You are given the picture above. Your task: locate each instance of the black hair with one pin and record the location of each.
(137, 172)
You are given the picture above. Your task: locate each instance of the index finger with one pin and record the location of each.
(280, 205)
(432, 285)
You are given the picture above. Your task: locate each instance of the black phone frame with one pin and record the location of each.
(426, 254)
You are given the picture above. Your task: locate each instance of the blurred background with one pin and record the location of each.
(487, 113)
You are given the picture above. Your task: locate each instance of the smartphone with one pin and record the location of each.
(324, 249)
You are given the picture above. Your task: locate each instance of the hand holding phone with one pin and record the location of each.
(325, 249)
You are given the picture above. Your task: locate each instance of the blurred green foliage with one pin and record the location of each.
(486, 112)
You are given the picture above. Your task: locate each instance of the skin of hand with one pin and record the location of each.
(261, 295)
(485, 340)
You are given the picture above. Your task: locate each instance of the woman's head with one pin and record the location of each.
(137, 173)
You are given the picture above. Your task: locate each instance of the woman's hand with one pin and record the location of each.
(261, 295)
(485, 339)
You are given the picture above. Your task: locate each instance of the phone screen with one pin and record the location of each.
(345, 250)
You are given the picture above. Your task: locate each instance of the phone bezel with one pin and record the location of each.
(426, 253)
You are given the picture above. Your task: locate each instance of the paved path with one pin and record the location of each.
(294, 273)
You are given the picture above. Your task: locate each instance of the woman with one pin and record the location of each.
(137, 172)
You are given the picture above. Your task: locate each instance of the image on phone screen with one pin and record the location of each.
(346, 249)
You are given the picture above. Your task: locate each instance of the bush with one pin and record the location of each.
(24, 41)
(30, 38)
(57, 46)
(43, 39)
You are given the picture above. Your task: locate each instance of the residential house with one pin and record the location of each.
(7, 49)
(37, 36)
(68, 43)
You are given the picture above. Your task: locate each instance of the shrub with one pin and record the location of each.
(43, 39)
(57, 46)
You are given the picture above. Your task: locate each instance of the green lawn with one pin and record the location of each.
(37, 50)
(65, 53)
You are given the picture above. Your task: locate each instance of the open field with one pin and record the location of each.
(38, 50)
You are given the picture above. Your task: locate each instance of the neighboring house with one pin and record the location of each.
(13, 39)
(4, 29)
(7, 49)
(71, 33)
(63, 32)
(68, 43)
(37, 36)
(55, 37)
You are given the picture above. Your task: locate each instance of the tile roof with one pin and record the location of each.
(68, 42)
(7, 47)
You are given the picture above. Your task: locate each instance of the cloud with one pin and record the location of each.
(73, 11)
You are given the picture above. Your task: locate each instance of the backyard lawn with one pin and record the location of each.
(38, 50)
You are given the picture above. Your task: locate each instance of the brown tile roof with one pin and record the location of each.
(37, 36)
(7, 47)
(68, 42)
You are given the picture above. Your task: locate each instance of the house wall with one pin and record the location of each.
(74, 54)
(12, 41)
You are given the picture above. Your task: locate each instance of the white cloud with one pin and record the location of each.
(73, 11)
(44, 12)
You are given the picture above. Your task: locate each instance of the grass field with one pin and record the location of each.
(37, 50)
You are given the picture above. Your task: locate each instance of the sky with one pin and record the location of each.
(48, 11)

---

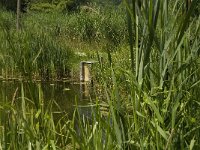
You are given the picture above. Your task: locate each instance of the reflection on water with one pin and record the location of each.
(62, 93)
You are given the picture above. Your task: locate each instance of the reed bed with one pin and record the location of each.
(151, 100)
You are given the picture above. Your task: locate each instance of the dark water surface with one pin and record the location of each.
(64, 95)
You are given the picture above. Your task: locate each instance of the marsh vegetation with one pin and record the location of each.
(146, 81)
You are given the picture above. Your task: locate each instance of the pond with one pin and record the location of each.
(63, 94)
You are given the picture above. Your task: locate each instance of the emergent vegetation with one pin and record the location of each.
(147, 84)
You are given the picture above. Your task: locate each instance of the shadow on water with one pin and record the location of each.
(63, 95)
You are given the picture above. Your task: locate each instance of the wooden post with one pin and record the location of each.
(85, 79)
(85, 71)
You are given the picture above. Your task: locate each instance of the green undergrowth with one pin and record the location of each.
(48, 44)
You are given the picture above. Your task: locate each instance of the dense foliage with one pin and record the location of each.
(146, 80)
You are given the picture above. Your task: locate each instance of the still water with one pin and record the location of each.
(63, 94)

OBJECTIVE
Extract from the records above each line that contains the word "foliage".

SOLUTION FOR THIS PROBLEM
You are given the picture above. Your task: locate each instance of the blurred green foliage with one pin and record the location of each.
You are given the picture above. Your task: locate each instance of the dense foliage with one pin and record the location of each.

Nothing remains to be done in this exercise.